[FRAGMENTO PROPORCIONADO]
_ _ _ _ _ _ _
Hace tiempo que Vicente Fox dejó de ser el hombre más poderoso en México. A lo largo de toda la historia este privilegio había recaído casi invariablemente en el soberano en turno. Ya no es así. Hoy en día una reunión o una puesta en común entre Emilio Azcárraga y Carlos Slim puede tener más impacto en el futuro de los mexicanos, que un acuerdo entre Marta Sahagún y su esposo.
Hay muchas razones que explican este fenómeno, algunas son buenas para la Nación, otras no tanto. Entre las buenas razones se encuentran el equilibrio creciente entre los tres poderes, la emergencia de una oposición partidaria efectiva y, en general, la mayor pluralidad y complejidad de la sociedad mexicana, aunado a los procesos de globalización mundial.
Estos y otros motivos explican la disminución del poder ilimitado y la impunidad absoluta de que gozaban los presidentes en el pasado. El estilo personal de Vicente Fox ha acelerado este proceso: no sólo porque permite desautorizaciones en público por parte de su esposa y otros miembros del gabinete; también porque ha intentado gobernar básicamente a través de encuestas que pulsan los promedios de la opinión pública. La agenda de Los Pinos ha sido “reactiva” a lo largo de estos tres años, nunca “proactiva”. En lugar de impulsar los grandes proyectos nacionales que pudieran inspirar los sueños, las esperanzas y la movilización de los mexicanos, Fox se ha mantenido a la expectativa con discursos anodinos y comportamientos defensivos que emanan de la interpretación de los sondeos de opinión.
_ _ _ _ _ _ _
[Entradas listadas en un conjunto de datos]
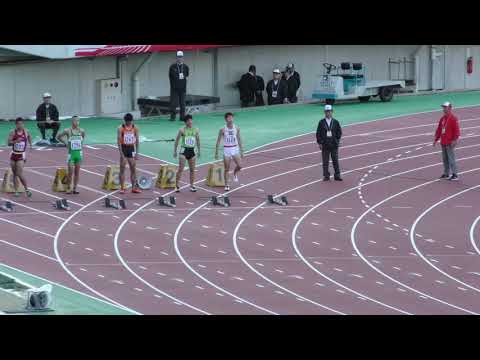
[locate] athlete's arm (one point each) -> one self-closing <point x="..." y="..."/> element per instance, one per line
<point x="137" y="142"/>
<point x="220" y="134"/>
<point x="240" y="141"/>
<point x="197" y="135"/>
<point x="175" y="147"/>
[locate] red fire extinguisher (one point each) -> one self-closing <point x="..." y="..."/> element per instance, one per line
<point x="470" y="65"/>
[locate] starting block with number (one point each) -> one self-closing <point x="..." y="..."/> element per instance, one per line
<point x="61" y="204"/>
<point x="275" y="200"/>
<point x="221" y="201"/>
<point x="169" y="202"/>
<point x="109" y="203"/>
<point x="8" y="206"/>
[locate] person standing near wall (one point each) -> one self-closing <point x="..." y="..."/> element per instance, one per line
<point x="277" y="89"/>
<point x="178" y="74"/>
<point x="448" y="132"/>
<point x="260" y="88"/>
<point x="247" y="86"/>
<point x="329" y="133"/>
<point x="292" y="84"/>
<point x="48" y="117"/>
<point x="18" y="139"/>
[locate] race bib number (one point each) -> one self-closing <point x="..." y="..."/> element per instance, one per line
<point x="129" y="138"/>
<point x="76" y="144"/>
<point x="190" y="141"/>
<point x="19" y="146"/>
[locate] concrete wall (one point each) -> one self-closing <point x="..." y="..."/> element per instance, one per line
<point x="73" y="82"/>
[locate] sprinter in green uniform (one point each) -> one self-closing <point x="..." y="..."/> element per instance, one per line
<point x="73" y="137"/>
<point x="190" y="137"/>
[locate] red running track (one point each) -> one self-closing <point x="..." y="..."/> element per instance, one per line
<point x="390" y="239"/>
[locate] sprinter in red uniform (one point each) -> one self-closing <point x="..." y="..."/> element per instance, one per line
<point x="17" y="139"/>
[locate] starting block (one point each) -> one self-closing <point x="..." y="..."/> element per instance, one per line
<point x="8" y="206"/>
<point x="61" y="204"/>
<point x="109" y="203"/>
<point x="275" y="200"/>
<point x="221" y="201"/>
<point x="169" y="202"/>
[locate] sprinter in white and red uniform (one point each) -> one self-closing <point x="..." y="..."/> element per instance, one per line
<point x="128" y="142"/>
<point x="232" y="148"/>
<point x="18" y="139"/>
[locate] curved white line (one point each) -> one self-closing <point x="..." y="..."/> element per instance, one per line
<point x="62" y="264"/>
<point x="301" y="219"/>
<point x="235" y="245"/>
<point x="472" y="236"/>
<point x="352" y="237"/>
<point x="124" y="263"/>
<point x="419" y="218"/>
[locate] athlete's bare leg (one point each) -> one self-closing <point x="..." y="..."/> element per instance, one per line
<point x="181" y="166"/>
<point x="226" y="162"/>
<point x="191" y="164"/>
<point x="123" y="164"/>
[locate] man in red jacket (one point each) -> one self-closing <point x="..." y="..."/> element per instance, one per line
<point x="448" y="132"/>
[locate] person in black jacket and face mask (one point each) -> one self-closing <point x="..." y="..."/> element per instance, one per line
<point x="277" y="89"/>
<point x="329" y="133"/>
<point x="178" y="74"/>
<point x="247" y="86"/>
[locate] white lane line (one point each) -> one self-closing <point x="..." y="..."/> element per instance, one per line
<point x="27" y="228"/>
<point x="353" y="239"/>
<point x="28" y="250"/>
<point x="65" y="268"/>
<point x="295" y="229"/>
<point x="472" y="235"/>
<point x="422" y="215"/>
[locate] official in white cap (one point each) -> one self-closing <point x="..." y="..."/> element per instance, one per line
<point x="48" y="117"/>
<point x="277" y="89"/>
<point x="178" y="74"/>
<point x="329" y="133"/>
<point x="448" y="132"/>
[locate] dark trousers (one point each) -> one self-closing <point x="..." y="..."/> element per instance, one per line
<point x="53" y="125"/>
<point x="177" y="98"/>
<point x="327" y="153"/>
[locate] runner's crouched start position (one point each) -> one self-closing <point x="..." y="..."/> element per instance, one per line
<point x="190" y="137"/>
<point x="73" y="137"/>
<point x="233" y="148"/>
<point x="128" y="143"/>
<point x="17" y="139"/>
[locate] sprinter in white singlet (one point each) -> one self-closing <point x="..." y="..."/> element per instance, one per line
<point x="232" y="148"/>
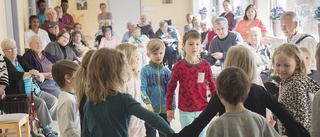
_ _ _ _ _ _ _
[QUÉ HACER]
(1) Según el fragmento, ¿entre quiénes podría una reunión pesar más en el futuro de los mexicanos que un acuerdo entre Marta Sahagún y su esposo?
(2) Copia el pasaje del fragmento que comienza en "Hace tiempo que" y termina en "y su esposo.", sustituyendo "soberano" por "gobernante".

[RESPUESTAS]
(1) Entre Emilio Azcárraga y Carlos Slim.

(2)
Hace tiempo que Vicente Fox dejó de ser el hombre más poderoso en México. A lo largo de toda la historia este privilegio había recaído casi invariablemente en el gobernante en turno. Ya no es así. Hoy en día una reunión o una puesta en común entre Emilio Azcárraga y Carlos Slim puede tener más impacto en el futuro de los mexicanos, que un acuerdo entre Marta Sahagún y su esposo.